-- BEGIN TEXT EXTRACT --

So on Christmas Eve we were all gathered in my parents’ living room, opening gifts. I went to open one particular box and I heard my sister say to my mother, “Oh look, he’s opening it.” So I knew that there was something of note therein.

What it was, was a pocket watch.

There are times when Christmas hits you between the eyes. My parents gave me this beautiful pocket watch...which belonged to my grandfather, whom I never met. He died in 1949, twenty-two years before I was born. I never knew it even existed, so far as I c

I took it out and admired it. It’s clearly an antique, and I was already fascinated by it. I own one other antique pocket watch, and two that aren’t antiques that I got from a “steampunk” dealer at a local con. This one is bigger than the antique watch I already own, and it’s a hefty one too. I could tell that at some point it was lovingly restored. I figured that my sister, who has an eye for such things and does a lot of antiquing, had spotted it in some emporium or curio shoppe someplace…or that maybe my mother spotted it somewhere.

-- END TEXT EXTRACT --
-- BEGIN RECORD LIST --

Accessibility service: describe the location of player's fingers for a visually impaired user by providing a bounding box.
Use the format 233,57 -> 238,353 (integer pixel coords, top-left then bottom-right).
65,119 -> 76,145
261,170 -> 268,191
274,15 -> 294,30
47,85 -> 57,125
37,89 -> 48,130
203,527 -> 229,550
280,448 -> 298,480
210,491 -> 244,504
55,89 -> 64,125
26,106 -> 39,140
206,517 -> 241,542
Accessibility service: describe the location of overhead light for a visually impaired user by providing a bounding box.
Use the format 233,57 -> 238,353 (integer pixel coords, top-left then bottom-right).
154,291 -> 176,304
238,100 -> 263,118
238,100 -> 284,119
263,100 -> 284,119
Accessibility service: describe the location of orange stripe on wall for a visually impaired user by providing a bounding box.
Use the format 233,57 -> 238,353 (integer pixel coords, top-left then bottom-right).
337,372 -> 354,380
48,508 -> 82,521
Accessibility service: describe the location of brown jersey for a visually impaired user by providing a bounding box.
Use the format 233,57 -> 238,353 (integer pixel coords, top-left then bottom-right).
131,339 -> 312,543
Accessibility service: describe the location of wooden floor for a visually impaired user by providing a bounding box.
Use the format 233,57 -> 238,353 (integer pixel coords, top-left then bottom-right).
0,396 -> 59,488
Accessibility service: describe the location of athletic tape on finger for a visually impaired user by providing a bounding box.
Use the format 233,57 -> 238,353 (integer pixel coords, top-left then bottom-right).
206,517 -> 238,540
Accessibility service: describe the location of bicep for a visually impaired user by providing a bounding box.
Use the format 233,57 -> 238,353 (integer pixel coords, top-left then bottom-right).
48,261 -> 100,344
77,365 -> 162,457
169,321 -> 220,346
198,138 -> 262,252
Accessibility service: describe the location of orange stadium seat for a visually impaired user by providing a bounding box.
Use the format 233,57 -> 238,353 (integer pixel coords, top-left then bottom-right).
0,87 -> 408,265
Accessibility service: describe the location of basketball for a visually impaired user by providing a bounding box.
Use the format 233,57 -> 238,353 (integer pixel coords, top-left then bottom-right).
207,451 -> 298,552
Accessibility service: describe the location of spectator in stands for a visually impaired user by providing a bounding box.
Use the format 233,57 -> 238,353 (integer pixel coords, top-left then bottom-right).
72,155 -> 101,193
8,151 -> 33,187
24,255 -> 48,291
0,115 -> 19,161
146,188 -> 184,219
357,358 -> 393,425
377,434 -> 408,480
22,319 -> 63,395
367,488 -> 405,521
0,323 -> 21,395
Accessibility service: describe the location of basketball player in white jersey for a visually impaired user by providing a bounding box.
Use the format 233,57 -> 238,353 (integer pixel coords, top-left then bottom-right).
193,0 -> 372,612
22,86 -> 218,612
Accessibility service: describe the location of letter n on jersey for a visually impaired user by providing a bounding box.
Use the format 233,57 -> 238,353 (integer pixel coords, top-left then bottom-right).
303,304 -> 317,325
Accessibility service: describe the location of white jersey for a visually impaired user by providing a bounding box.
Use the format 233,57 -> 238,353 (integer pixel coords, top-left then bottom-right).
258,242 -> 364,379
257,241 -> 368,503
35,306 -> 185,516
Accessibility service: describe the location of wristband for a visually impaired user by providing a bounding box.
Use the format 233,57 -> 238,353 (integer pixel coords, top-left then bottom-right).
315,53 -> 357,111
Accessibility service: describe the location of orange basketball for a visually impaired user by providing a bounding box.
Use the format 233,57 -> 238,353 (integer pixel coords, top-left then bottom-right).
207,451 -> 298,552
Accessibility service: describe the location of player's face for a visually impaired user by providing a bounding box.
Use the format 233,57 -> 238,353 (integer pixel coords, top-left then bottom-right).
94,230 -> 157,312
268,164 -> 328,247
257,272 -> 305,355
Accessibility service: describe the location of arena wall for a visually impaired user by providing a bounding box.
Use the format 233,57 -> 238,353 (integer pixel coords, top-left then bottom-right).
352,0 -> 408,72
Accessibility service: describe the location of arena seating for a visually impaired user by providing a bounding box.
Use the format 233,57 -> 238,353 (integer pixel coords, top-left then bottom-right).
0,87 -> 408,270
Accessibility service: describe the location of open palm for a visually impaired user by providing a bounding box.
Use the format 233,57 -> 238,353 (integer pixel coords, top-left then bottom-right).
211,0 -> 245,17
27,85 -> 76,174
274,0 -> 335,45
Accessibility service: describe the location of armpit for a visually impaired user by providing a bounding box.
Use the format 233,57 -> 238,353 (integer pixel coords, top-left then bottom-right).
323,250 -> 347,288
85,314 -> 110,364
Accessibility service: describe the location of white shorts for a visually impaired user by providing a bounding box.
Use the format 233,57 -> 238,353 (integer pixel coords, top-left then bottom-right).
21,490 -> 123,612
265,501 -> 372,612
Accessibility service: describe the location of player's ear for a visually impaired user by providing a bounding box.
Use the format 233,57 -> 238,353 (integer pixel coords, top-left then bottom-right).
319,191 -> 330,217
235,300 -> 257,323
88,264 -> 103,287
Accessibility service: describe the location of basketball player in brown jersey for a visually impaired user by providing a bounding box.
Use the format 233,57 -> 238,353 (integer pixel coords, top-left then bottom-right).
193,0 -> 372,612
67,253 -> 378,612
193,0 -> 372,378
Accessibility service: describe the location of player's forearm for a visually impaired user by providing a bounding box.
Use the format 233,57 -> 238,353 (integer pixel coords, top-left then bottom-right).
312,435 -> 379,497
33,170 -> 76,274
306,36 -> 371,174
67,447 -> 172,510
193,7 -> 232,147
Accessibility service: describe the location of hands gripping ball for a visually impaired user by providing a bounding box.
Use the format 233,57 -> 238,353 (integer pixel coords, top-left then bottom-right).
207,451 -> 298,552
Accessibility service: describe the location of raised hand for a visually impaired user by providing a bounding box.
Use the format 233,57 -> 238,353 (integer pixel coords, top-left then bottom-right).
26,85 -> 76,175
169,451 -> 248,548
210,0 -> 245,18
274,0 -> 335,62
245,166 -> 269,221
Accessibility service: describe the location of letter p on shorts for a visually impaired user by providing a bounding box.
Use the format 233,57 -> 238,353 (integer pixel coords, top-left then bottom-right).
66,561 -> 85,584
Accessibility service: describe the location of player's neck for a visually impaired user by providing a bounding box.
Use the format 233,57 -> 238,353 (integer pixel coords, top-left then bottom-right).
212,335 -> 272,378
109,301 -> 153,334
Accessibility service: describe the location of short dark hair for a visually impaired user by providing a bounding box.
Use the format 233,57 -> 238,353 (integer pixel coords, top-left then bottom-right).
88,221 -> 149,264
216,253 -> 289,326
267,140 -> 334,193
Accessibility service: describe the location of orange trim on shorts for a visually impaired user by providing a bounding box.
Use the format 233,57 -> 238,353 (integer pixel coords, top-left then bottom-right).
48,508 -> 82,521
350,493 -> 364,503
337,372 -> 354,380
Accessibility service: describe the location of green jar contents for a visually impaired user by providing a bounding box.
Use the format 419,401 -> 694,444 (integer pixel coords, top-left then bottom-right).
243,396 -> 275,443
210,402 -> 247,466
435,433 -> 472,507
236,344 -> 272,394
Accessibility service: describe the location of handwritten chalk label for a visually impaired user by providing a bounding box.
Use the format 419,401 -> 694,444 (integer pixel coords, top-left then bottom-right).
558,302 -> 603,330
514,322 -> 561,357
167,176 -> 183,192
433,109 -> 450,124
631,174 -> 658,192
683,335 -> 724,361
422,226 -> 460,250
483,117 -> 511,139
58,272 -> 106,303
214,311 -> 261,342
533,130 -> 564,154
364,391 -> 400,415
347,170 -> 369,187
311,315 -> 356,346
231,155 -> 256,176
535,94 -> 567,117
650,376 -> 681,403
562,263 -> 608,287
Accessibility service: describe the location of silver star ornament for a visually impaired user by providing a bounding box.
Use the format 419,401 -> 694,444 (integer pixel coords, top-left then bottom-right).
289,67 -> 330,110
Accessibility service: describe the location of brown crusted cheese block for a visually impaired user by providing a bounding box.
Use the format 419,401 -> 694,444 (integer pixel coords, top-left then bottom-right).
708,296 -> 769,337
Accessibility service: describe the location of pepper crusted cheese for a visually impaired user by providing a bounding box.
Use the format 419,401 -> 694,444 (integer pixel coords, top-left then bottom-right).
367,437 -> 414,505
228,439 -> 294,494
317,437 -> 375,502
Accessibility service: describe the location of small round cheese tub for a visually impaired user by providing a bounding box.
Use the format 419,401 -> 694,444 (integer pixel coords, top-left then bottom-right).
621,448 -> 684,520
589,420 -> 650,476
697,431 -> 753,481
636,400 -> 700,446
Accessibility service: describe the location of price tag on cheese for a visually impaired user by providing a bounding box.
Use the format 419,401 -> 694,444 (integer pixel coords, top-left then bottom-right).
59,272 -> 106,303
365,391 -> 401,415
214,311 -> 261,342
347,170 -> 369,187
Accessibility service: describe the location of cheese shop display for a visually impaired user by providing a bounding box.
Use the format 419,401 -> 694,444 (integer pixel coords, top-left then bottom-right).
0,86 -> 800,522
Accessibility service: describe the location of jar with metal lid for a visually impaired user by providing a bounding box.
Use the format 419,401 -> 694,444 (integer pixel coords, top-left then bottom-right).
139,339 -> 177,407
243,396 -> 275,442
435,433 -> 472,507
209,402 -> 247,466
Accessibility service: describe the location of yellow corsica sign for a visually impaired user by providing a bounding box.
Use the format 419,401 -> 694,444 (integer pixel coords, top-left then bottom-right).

-- END RECORD LIST --

_TASKS TO CARRY OUT_
#1 Return the part of the pocket watch passage between "What it was, was" and "spotted it somewhere.", inclusive, copied word for word.
#2 Rewrite as a numbered list the lines of the records between the lines holding "Accessibility service: describe the location of raised" and "66,561 -> 85,584", inclusive, leaving out any blank lines.

_EXERCISE SOLUTIONS_
#1
What it was, was a pocket watch.

There are times when Christmas hits you between the eyes. My parents gave me this beautiful pocket watch...which belonged to my grandfather, whom I never met. He died in 1949, twenty-two years before I was born. I never knew it even existed, so far as I c

I took it out and admired it. It’s clearly an antique, and I was already fascinated by it. I own one other antique pocket watch, and two that aren’t antiques that I got from a “steampunk” dealer at a local con. This one is bigger than the antique watch I already own, and it’s a hefty one too. I could tell that at some point it was lovingly restored. I figured that my sister, who has an eye for such things and does a lot of antiquing, had spotted it in some emporium or curio shoppe someplace…or that maybe my mother spotted it somewhere.

#2
1. Accessibility service: describe the location of raised hand for a visually impaired user by providing a bounding box.
2. Use the format 233,57 -> 238,353 (integer pixel coords, top-left then bottom-right).
3. 26,85 -> 76,175
4. 169,451 -> 248,548
5. 210,0 -> 245,18
6. 274,0 -> 335,62
7. 245,166 -> 269,221
8. Accessibility service: describe the location of letter p on shorts for a visually impaired user by providing a bounding box.
9. Use the format 233,57 -> 238,353 (integer pixel coords, top-left then bottom-right).
10. 66,561 -> 85,584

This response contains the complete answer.